# START OF Excerpted data

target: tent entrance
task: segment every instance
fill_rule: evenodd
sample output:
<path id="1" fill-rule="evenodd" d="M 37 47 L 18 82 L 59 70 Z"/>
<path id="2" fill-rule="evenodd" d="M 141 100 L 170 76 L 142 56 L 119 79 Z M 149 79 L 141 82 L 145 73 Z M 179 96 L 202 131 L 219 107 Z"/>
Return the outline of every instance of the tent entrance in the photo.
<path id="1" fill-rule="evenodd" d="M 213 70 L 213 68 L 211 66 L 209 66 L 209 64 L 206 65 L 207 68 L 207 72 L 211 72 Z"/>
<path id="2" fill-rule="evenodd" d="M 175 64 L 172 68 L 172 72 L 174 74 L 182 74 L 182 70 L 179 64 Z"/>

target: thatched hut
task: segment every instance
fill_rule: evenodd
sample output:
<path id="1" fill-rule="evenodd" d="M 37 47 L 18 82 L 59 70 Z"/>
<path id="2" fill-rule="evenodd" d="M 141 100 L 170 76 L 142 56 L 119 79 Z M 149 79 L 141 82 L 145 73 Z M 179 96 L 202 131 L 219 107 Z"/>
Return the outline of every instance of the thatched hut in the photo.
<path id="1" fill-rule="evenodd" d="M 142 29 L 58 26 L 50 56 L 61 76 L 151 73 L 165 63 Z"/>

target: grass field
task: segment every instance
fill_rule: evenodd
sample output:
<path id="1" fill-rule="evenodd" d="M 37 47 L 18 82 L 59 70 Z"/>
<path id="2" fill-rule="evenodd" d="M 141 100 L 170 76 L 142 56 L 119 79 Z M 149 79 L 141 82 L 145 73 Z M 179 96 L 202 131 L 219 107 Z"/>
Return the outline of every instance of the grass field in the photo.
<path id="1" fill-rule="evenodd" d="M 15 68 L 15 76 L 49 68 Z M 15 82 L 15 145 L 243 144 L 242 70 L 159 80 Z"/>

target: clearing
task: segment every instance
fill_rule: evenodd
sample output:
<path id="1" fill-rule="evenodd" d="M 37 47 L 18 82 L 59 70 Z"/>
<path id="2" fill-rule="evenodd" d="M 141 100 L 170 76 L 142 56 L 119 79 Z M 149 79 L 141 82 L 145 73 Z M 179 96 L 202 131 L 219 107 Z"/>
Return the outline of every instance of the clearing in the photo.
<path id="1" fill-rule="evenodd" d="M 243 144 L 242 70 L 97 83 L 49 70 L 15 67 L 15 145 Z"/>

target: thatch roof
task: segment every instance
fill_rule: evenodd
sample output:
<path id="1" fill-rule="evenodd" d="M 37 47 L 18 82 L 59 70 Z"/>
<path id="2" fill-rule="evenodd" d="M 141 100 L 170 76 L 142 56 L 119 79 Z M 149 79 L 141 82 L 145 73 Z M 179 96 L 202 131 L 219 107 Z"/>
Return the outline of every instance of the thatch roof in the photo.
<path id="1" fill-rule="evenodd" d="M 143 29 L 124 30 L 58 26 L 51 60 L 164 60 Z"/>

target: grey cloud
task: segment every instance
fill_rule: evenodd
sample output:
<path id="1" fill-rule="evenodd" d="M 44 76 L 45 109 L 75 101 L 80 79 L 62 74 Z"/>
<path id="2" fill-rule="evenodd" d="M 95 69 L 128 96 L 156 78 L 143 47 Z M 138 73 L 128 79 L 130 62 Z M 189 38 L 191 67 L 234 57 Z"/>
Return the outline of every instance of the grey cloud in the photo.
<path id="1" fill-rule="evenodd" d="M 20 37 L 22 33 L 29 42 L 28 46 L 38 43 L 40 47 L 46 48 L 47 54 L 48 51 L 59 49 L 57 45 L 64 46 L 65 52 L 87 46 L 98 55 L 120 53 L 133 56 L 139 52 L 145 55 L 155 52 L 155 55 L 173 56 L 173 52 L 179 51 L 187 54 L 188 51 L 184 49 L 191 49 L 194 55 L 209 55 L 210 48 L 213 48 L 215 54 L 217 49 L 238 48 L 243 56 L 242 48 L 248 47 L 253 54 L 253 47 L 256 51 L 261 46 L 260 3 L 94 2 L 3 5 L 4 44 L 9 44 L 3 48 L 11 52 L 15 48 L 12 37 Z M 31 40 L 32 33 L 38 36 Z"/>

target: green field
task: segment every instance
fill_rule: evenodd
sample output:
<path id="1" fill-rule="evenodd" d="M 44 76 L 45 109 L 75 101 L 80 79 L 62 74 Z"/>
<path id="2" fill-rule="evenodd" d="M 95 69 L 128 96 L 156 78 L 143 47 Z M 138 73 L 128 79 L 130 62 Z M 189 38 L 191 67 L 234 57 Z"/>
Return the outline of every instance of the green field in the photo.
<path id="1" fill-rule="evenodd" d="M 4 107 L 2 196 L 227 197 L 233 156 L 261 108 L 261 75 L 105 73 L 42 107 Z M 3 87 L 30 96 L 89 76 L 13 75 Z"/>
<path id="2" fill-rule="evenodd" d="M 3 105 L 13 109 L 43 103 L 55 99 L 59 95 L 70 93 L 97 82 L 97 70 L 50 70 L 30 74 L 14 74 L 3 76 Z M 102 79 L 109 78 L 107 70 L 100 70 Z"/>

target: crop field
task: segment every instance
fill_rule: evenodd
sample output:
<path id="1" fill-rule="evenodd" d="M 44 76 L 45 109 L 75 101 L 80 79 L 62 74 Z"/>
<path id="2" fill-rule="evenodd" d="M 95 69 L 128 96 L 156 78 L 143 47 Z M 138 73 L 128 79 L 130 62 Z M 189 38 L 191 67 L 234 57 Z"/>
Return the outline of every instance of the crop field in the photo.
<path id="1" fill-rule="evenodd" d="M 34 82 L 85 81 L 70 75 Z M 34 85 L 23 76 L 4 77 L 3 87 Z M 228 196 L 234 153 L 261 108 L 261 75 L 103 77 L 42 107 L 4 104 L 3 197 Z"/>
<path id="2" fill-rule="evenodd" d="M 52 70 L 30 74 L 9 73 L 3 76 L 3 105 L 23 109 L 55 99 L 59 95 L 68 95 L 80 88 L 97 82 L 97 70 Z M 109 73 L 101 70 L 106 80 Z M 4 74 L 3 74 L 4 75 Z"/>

# END OF Excerpted data

Exercise prompt =>
Update the data above by replacing "segment every instance" with "outline all instances" wherever it occurs, and return every line in full with nothing else changed.

Solution to this task =>
target: tent entrance
task: outline all instances
fill_rule: evenodd
sample output:
<path id="1" fill-rule="evenodd" d="M 37 47 L 18 82 L 59 70 Z"/>
<path id="2" fill-rule="evenodd" d="M 141 100 L 170 76 L 142 56 L 119 79 Z M 149 79 L 141 82 L 145 73 Z M 179 96 L 202 131 L 219 107 Z"/>
Return the outline of every instance of the tent entrance in the photo.
<path id="1" fill-rule="evenodd" d="M 213 70 L 213 68 L 211 66 L 209 66 L 209 64 L 206 65 L 207 68 L 207 72 L 211 72 Z"/>
<path id="2" fill-rule="evenodd" d="M 175 64 L 172 68 L 172 72 L 174 74 L 182 74 L 182 70 L 179 64 Z"/>

target: thatched hut
task: outline all instances
fill_rule: evenodd
sample output:
<path id="1" fill-rule="evenodd" d="M 37 47 L 18 82 L 59 70 Z"/>
<path id="2" fill-rule="evenodd" d="M 141 100 L 170 76 L 142 56 L 119 79 Z M 149 79 L 141 82 L 145 73 Z M 179 96 L 202 131 L 219 107 Z"/>
Return the outline of every instance of the thatched hut in the photo.
<path id="1" fill-rule="evenodd" d="M 142 29 L 58 26 L 50 56 L 61 76 L 151 73 L 165 63 Z"/>

target: grass field
task: outline all instances
fill_rule: evenodd
sample output:
<path id="1" fill-rule="evenodd" d="M 37 47 L 18 82 L 59 70 Z"/>
<path id="2" fill-rule="evenodd" d="M 141 100 L 170 76 L 142 56 L 119 79 Z M 149 79 L 141 82 L 145 73 Z M 179 96 L 202 131 L 219 107 Z"/>
Return the outline of every instance of the grass field in the photo.
<path id="1" fill-rule="evenodd" d="M 15 68 L 15 76 L 49 68 Z M 15 82 L 15 145 L 243 144 L 242 70 L 159 80 Z"/>

target: clearing
task: outline all instances
fill_rule: evenodd
sample output:
<path id="1" fill-rule="evenodd" d="M 37 47 L 18 82 L 59 70 Z"/>
<path id="2" fill-rule="evenodd" d="M 141 100 L 170 76 L 142 56 L 119 79 Z M 149 79 L 141 82 L 145 73 Z M 179 96 L 202 131 L 219 107 Z"/>
Return the outline of every instance of the clearing in the photo.
<path id="1" fill-rule="evenodd" d="M 243 144 L 242 70 L 97 83 L 49 70 L 15 67 L 15 145 Z"/>

target: thatch roof
task: outline all instances
fill_rule: evenodd
sample output:
<path id="1" fill-rule="evenodd" d="M 37 47 L 18 82 L 59 70 Z"/>
<path id="2" fill-rule="evenodd" d="M 141 100 L 170 76 L 142 56 L 119 79 Z M 149 79 L 141 82 L 145 73 Z M 179 96 L 202 131 L 219 107 Z"/>
Return the outline of every instance of the thatch roof in the photo.
<path id="1" fill-rule="evenodd" d="M 143 29 L 124 30 L 58 26 L 51 60 L 164 60 Z"/>

target: grey cloud
task: outline all instances
fill_rule: evenodd
sample output:
<path id="1" fill-rule="evenodd" d="M 44 76 L 45 109 L 75 101 L 80 79 L 62 74 Z"/>
<path id="2" fill-rule="evenodd" d="M 95 69 L 128 96 L 156 78 L 143 47 Z M 138 73 L 128 79 L 130 62 Z M 189 38 L 191 67 L 234 57 Z"/>
Return the outline of every instance of the grey cloud in the photo.
<path id="1" fill-rule="evenodd" d="M 20 37 L 22 33 L 29 42 L 28 46 L 38 43 L 40 47 L 46 48 L 47 54 L 48 51 L 59 49 L 57 45 L 64 46 L 65 52 L 87 46 L 98 55 L 120 53 L 133 56 L 139 52 L 145 55 L 155 52 L 155 55 L 173 56 L 173 52 L 179 51 L 187 54 L 188 51 L 184 49 L 191 49 L 194 55 L 209 55 L 210 48 L 213 48 L 215 54 L 217 49 L 238 48 L 243 56 L 242 48 L 248 47 L 253 54 L 253 47 L 256 51 L 261 46 L 260 3 L 94 2 L 3 5 L 4 44 L 9 44 L 3 48 L 11 52 L 15 48 L 12 37 Z M 31 40 L 32 33 L 38 36 Z"/>

target: green field
task: outline all instances
fill_rule: evenodd
sample output:
<path id="1" fill-rule="evenodd" d="M 44 76 L 45 109 L 75 101 L 80 79 L 62 74 Z"/>
<path id="2" fill-rule="evenodd" d="M 95 69 L 128 96 L 156 78 L 143 47 Z M 138 73 L 128 79 L 130 62 Z M 189 38 L 191 67 L 234 57 Z"/>
Return the outline of every instance of the green field in the photo.
<path id="1" fill-rule="evenodd" d="M 4 107 L 2 196 L 227 197 L 233 156 L 261 108 L 261 75 L 105 73 L 42 107 Z M 3 87 L 30 96 L 89 76 L 13 75 Z"/>
<path id="2" fill-rule="evenodd" d="M 3 105 L 13 109 L 43 103 L 55 99 L 59 95 L 70 93 L 97 82 L 97 70 L 50 70 L 30 74 L 14 74 L 3 76 Z M 102 79 L 109 78 L 107 70 L 100 70 Z"/>

target: crop field
task: outline all instances
fill_rule: evenodd
sample output:
<path id="1" fill-rule="evenodd" d="M 44 76 L 45 109 L 75 101 L 80 79 L 62 74 Z"/>
<path id="2" fill-rule="evenodd" d="M 95 69 L 128 96 L 156 78 L 143 47 Z M 138 73 L 128 79 L 130 62 Z M 189 38 L 191 67 L 234 57 Z"/>
Return the outline of every instance of the crop field in the photo.
<path id="1" fill-rule="evenodd" d="M 34 82 L 85 81 L 70 75 Z M 34 85 L 23 76 L 4 77 L 3 87 Z M 228 196 L 234 153 L 261 108 L 261 75 L 103 77 L 42 107 L 4 104 L 3 197 Z"/>
<path id="2" fill-rule="evenodd" d="M 52 70 L 30 74 L 9 73 L 3 76 L 3 105 L 23 109 L 55 99 L 59 95 L 68 95 L 80 88 L 97 82 L 97 70 Z M 109 73 L 101 70 L 106 80 Z M 4 74 L 3 74 L 4 75 Z"/>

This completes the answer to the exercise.